### Material shown
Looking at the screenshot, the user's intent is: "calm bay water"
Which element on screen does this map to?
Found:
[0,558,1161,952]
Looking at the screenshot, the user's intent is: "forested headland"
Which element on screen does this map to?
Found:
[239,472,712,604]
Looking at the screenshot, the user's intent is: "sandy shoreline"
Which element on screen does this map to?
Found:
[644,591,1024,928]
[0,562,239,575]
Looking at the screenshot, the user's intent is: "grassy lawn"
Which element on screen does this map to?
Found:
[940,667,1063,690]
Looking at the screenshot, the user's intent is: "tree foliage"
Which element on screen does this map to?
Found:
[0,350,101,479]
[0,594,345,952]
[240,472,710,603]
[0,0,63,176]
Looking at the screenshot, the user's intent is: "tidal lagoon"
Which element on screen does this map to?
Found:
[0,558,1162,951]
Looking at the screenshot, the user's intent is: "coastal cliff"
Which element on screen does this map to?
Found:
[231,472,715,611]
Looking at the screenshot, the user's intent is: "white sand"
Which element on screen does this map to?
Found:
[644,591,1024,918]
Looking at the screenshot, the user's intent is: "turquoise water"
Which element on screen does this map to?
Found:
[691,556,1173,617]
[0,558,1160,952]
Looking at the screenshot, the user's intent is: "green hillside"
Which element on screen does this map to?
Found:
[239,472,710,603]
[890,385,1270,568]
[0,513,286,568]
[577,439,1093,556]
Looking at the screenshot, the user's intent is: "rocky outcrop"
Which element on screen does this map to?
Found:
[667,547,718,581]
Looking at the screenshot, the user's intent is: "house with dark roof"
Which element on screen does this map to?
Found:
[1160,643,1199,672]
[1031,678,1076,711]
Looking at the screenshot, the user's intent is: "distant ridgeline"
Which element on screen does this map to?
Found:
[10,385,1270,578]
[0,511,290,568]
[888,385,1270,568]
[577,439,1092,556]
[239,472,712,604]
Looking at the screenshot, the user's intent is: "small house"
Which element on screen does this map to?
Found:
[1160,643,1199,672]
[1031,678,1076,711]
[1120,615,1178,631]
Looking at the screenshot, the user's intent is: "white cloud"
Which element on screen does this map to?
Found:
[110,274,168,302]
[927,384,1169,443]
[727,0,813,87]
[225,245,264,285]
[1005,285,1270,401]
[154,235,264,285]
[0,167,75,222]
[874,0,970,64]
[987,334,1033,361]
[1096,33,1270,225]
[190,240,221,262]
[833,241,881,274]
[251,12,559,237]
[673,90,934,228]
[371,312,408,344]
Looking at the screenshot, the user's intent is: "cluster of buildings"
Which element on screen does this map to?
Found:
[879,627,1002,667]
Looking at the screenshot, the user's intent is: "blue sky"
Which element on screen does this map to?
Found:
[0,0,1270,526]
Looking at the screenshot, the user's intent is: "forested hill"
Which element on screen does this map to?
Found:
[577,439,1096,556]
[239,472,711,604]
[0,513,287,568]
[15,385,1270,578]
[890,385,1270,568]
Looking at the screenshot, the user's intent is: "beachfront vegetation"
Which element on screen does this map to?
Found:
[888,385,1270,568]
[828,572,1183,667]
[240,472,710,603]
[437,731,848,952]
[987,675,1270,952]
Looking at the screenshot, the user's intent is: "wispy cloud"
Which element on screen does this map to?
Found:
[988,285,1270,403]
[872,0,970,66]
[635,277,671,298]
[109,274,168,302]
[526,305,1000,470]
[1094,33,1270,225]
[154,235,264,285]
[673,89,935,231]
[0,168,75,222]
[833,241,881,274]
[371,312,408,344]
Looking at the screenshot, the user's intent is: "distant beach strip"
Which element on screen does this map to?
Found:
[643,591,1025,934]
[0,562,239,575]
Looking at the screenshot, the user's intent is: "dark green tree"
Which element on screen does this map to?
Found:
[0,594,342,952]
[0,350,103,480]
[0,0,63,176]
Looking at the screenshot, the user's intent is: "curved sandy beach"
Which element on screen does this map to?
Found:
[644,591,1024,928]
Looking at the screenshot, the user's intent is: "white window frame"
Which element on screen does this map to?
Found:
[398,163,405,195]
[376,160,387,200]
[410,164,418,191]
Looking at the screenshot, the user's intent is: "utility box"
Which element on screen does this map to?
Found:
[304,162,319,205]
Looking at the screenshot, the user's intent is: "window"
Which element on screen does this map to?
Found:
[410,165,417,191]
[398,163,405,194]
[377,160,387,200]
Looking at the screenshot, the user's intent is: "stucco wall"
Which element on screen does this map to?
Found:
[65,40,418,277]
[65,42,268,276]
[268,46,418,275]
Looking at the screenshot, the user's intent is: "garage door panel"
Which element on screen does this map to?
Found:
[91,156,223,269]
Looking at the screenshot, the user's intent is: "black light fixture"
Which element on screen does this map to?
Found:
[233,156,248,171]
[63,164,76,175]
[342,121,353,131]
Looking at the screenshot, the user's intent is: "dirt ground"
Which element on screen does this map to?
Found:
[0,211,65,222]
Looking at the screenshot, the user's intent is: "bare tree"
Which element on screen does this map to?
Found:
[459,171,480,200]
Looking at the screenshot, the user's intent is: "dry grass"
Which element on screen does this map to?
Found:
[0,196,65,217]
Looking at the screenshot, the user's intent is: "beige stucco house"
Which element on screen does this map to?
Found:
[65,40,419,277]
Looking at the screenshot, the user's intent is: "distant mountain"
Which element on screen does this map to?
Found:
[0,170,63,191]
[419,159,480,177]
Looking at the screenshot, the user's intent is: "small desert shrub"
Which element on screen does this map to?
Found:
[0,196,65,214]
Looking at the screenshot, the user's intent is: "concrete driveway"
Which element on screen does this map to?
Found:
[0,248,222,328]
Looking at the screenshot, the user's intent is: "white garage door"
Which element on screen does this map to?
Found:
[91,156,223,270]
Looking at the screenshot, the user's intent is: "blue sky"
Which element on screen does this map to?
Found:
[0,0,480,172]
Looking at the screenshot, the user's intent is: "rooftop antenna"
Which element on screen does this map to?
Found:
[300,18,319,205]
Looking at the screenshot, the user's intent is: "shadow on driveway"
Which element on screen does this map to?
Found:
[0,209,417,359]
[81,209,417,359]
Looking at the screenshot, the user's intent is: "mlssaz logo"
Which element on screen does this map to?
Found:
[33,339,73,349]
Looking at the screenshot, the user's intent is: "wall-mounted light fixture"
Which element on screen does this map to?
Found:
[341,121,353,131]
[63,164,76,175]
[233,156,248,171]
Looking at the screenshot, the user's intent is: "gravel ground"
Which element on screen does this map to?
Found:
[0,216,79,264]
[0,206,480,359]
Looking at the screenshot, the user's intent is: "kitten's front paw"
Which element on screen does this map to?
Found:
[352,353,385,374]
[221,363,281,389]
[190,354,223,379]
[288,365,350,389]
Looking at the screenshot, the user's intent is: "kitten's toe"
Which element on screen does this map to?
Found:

### What is being asked
Copy every entry above word for word, without changing anything.

### Answer to this task
Looking at the screenshot, the user's intent is: "calm bay water"
Which element on screen does this map to?
Found:
[0,558,1161,952]
Looking at the screenshot, the user's intent is: "forested headland"
Which element on screen does this map to?
Found:
[239,472,712,604]
Looking at the screenshot, the user's intent is: "sandy shoreline"
Which element on screen does this map to?
Found:
[644,591,1024,928]
[0,562,239,575]
Looking at the screenshot, the user's intent is: "grassy lawn"
Which element on screen does this map to?
Found:
[940,667,1063,690]
Looking at the screenshot, the user's intent is: "tree foliage"
Which element on screen does this map to?
Found:
[0,350,101,479]
[0,594,345,952]
[240,472,710,603]
[0,0,63,176]
Looking at the screenshot, the user's intent is: "tidal lagoon"
Which element on screen does this map to?
Found:
[0,558,1162,951]
Looking at the screenshot, the user's intent is: "coastal cliff"
Which element on screen does this map to?
Found:
[231,472,715,611]
Looking at the screenshot, the user's intent is: "white sand"
Which element on screen does this map to?
Found:
[644,591,1024,918]
Looking at the screenshot, the user's intent is: "turquoise water"
Which element on screen does this map to?
Found:
[691,556,1173,617]
[0,558,1160,952]
Looking at the screenshot, the user's intent is: "green hillside"
Which element on screen does this map to?
Found:
[239,472,710,603]
[890,385,1270,568]
[0,513,286,568]
[577,439,1093,556]
Looking at the screenshot, the user's intent is: "rocky outcrop"
Which element on screen does this map to?
Found:
[667,547,718,581]
Looking at the screenshot, the user's intent is: "house with dark roof"
Which element on screen does this map to?
Found:
[1160,643,1199,672]
[1031,678,1076,711]
Looking at the screenshot, the user's intent is: "distant ridgeline"
Which element on screen does this map to?
Found:
[10,385,1270,578]
[0,511,290,568]
[888,385,1270,568]
[577,439,1092,556]
[239,472,712,604]
Looking at the screenshot, the user's intent is: "small house"
Which element on screen does this map to?
Found:
[1160,643,1199,672]
[1031,678,1076,711]
[1120,615,1178,631]
Looking at the screenshot, the user's intent is: "white cloud"
Which element on screen does this map to?
Found:
[110,274,168,302]
[927,384,1169,443]
[727,0,813,87]
[225,245,264,285]
[1005,285,1270,401]
[154,235,264,285]
[0,167,75,222]
[874,0,970,64]
[987,334,1033,361]
[1096,33,1270,225]
[190,240,221,262]
[833,241,881,274]
[251,12,559,237]
[673,90,934,228]
[371,312,408,344]
Looking at the screenshot, the user's intent is: "cluster of buildings"
Which element on screen does this map to?
Found:
[879,627,1002,667]
Looking at the screenshot, the user's intent is: "blue sky"
Which element on screen does this map to?
Found:
[0,0,1270,526]
Looking at the screenshot, the user's intent is: "forested hill"
Which element on screen does this map to?
Found:
[577,439,1096,556]
[239,472,711,604]
[0,513,287,568]
[15,385,1270,578]
[890,385,1270,568]
Looking at the screenshot, the user's intent is: "beachfront vegetation"
Which element on screen does this map to?
Found:
[888,385,1270,568]
[828,572,1183,667]
[240,472,710,603]
[437,731,848,952]
[987,675,1270,952]
Looking at the screenshot, the user's intent is: "wispy cloud"
Which element on screen does this map to?
Found:
[988,285,1270,403]
[872,0,970,66]
[635,277,671,298]
[109,274,168,302]
[526,305,1000,470]
[1094,33,1270,225]
[154,235,264,285]
[673,89,935,231]
[0,168,75,222]
[833,241,881,274]
[371,312,408,344]
Looking at the screenshot, the user's intent is: "distant beach strip"
Which element on screen does this map to?
Found:
[643,591,1025,934]
[0,562,239,575]
Looking at the screenshot, the user's intent is: "dark green tree"
Which element on screen does this map to?
Found:
[0,594,342,952]
[0,350,103,480]
[0,0,63,176]
Looking at the screenshot, the user's intent is: "curved sandy beach"
Which element on screen does this map to?
Found:
[644,591,1024,928]
Looking at the screenshot, the user's intent is: "white window frame"
Which element on screen does this map to?
Found:
[398,163,405,195]
[376,160,387,200]
[410,164,418,191]
Looking at the screenshot, the user's intent is: "utility box"
Which element on screen does this map to?
Found:
[304,162,319,205]
Looking at the screenshot, the user's intent is: "window"
Which element on screen does this map to?
Found:
[410,165,417,191]
[398,163,405,194]
[377,160,387,200]
Looking at the screenshot, the user's intent is: "stucco wall"
Which element on screen does this map to?
Found:
[65,40,418,277]
[65,42,268,276]
[268,46,418,275]
Looking at the screenshot, the user's intent is: "garage door panel"
Which element on screen does this map to?
Found:
[91,156,223,269]
Looking at the screenshot, the user's intent is: "black light fixture"
Which element on screen does this map to?
Found:
[233,156,248,171]
[63,164,76,175]
[342,121,353,131]
Looking at the screenshot, the user's intent is: "dirt ground"
Which element on screen does this map to?
Found:
[0,211,65,222]
Looking at the screenshot, the user's intent is: "bare tree"
Which element on screen does this map to?
Found:
[459,171,480,200]
Looking at the screenshot, the user's intent is: "dry grass"
Which element on screen does this map to?
Found:
[0,196,65,217]
Looking at the screenshot, the user's intent is: "beige stucco house"
Which element on screen does this map to?
Found:
[65,40,419,277]
Looking at the screenshot, the user's intent is: "distant mountain"
Which element on screen does this map to?
Found:
[0,170,63,191]
[419,159,480,177]
Looking at the screenshot, the user's intent is: "small desert shrub"
Which element on screen does this map to?
Found:
[0,196,65,214]
Looking at the screenshot, the user's intent is: "concrete driveway"
Which element on screen does this map to?
Found:
[0,248,222,328]
Looking at the screenshot, the user's intent is: "white garage door"
Which element on screen does this map to?
Found:
[91,156,223,270]
Looking at the screenshot, the user's intent is: "blue sky"
Which element on screen does this map to?
Found:
[0,0,480,172]
Looking at the screenshot, the user's intent is: "rooftop antenna"
Which element on screen does this map to?
Found:
[300,18,319,205]
Looking at the screenshot, the user's intent is: "shadow on driveway"
Which element on screen does this map to?
Found:
[0,209,417,359]
[81,209,417,359]
Looking at the screenshot, the user's intent is: "mlssaz logo"
Which element on screen does this map to?
Found:
[33,339,73,349]
Looking at the screenshot, the user's intent is: "wall-mounted light fixture"
Which element on screen does this map to?
Found:
[341,121,353,131]
[63,164,76,175]
[233,156,248,171]
Looking at the screenshot, the user's intent is: "gravel ground"
Which element on screen does this map to?
Found:
[0,216,79,264]
[0,206,480,359]
Looking at the screenshot, the user's intent is: "kitten's front paw"
Which element on screen does this map to?
Found:
[352,353,385,374]
[221,363,281,389]
[190,354,223,379]
[288,365,350,389]
Looking at the screenshot, the user's intent is: "kitten's toe"
Which element on screen does this map to?
Found:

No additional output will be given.